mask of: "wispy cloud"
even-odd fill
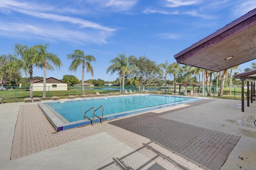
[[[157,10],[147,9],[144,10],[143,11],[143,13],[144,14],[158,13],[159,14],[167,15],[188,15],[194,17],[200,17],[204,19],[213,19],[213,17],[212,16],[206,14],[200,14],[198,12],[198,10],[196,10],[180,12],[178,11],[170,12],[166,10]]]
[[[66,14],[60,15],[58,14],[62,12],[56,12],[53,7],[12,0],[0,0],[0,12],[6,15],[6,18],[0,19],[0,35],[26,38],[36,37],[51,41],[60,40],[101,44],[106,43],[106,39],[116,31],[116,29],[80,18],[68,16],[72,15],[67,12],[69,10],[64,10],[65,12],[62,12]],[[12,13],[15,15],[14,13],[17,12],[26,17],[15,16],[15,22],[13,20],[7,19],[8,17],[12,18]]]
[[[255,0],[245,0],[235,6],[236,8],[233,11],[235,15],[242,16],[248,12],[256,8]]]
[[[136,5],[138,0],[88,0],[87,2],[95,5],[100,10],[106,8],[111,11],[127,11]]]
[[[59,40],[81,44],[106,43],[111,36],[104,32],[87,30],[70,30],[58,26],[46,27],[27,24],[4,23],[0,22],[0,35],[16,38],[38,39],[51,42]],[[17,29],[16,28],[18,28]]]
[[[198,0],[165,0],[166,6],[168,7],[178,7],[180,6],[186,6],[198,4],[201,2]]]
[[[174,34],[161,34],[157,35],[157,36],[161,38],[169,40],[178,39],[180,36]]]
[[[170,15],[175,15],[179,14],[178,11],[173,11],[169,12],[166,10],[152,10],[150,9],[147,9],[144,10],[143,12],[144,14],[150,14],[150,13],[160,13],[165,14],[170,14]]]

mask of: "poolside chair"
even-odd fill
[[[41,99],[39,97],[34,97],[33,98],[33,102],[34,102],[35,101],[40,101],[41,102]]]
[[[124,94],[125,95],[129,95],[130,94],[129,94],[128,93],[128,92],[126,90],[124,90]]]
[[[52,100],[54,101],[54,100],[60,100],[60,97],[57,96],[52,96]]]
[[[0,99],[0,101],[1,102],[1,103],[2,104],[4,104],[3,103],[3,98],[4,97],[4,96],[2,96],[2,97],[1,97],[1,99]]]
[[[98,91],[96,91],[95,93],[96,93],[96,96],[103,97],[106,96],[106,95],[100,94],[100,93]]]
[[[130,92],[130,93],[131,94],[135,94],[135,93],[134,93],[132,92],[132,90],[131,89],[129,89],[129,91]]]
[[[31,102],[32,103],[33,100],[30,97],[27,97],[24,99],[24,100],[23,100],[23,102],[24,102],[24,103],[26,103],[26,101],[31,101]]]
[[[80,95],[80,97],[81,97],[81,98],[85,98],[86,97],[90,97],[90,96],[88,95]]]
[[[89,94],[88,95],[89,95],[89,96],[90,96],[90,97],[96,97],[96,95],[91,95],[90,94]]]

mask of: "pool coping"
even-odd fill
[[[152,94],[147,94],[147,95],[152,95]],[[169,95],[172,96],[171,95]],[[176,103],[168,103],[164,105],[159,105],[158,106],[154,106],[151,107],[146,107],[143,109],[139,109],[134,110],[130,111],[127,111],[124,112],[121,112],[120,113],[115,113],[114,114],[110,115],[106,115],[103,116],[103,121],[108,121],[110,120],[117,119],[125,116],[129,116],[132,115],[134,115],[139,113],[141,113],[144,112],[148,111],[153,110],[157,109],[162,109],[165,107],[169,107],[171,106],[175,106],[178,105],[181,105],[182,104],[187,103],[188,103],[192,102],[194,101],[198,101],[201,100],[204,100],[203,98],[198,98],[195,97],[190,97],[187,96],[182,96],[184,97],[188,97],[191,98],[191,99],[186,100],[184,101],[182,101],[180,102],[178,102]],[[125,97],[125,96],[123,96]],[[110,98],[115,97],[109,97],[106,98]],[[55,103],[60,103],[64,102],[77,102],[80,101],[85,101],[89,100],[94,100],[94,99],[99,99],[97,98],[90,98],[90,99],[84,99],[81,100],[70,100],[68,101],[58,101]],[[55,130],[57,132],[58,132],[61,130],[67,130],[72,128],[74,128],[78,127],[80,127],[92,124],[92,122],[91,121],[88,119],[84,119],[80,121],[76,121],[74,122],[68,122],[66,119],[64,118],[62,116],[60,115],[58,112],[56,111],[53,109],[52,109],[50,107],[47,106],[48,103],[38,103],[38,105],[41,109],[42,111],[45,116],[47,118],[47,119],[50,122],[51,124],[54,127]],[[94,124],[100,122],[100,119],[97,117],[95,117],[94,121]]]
================================
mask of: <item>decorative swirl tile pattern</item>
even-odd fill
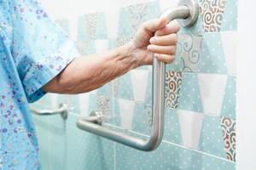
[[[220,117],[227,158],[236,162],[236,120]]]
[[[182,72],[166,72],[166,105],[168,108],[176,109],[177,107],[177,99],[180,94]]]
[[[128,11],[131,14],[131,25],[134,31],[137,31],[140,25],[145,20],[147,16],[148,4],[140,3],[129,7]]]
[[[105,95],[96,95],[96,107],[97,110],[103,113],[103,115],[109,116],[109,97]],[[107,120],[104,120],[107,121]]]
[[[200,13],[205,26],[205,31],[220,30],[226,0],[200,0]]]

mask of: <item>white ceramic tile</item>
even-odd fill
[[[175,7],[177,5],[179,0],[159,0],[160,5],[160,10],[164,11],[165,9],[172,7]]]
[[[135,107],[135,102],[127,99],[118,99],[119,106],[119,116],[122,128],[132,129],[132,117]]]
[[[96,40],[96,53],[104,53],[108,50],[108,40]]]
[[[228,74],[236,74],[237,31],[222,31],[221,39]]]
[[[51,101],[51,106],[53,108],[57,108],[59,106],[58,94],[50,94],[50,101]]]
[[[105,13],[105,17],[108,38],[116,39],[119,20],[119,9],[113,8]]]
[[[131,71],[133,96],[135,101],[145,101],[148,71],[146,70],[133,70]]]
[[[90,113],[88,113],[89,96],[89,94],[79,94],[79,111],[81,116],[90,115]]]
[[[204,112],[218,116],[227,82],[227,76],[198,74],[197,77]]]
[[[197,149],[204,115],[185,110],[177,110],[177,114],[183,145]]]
================================
Written exercise
Reproduce the data character for character, from the line containing "mask of: <item>decorative" down to the line containing "[[[200,13],[205,26],[205,31],[220,30],[226,0],[200,0]]]", both lines included, and leave out any pictures.

Task result
mask of: <item>decorative swirl tile pattern</item>
even-odd fill
[[[220,117],[227,158],[236,162],[236,120]]]
[[[182,72],[166,72],[166,105],[168,108],[176,109],[177,107],[177,99],[180,94]]]
[[[128,11],[131,14],[131,25],[134,31],[137,31],[140,25],[145,20],[147,16],[148,4],[140,3],[129,7]]]
[[[105,95],[96,95],[96,107],[97,110],[103,113],[103,115],[109,116],[109,97]],[[107,120],[104,120],[107,121]]]
[[[200,13],[205,26],[205,31],[220,30],[226,0],[200,0]]]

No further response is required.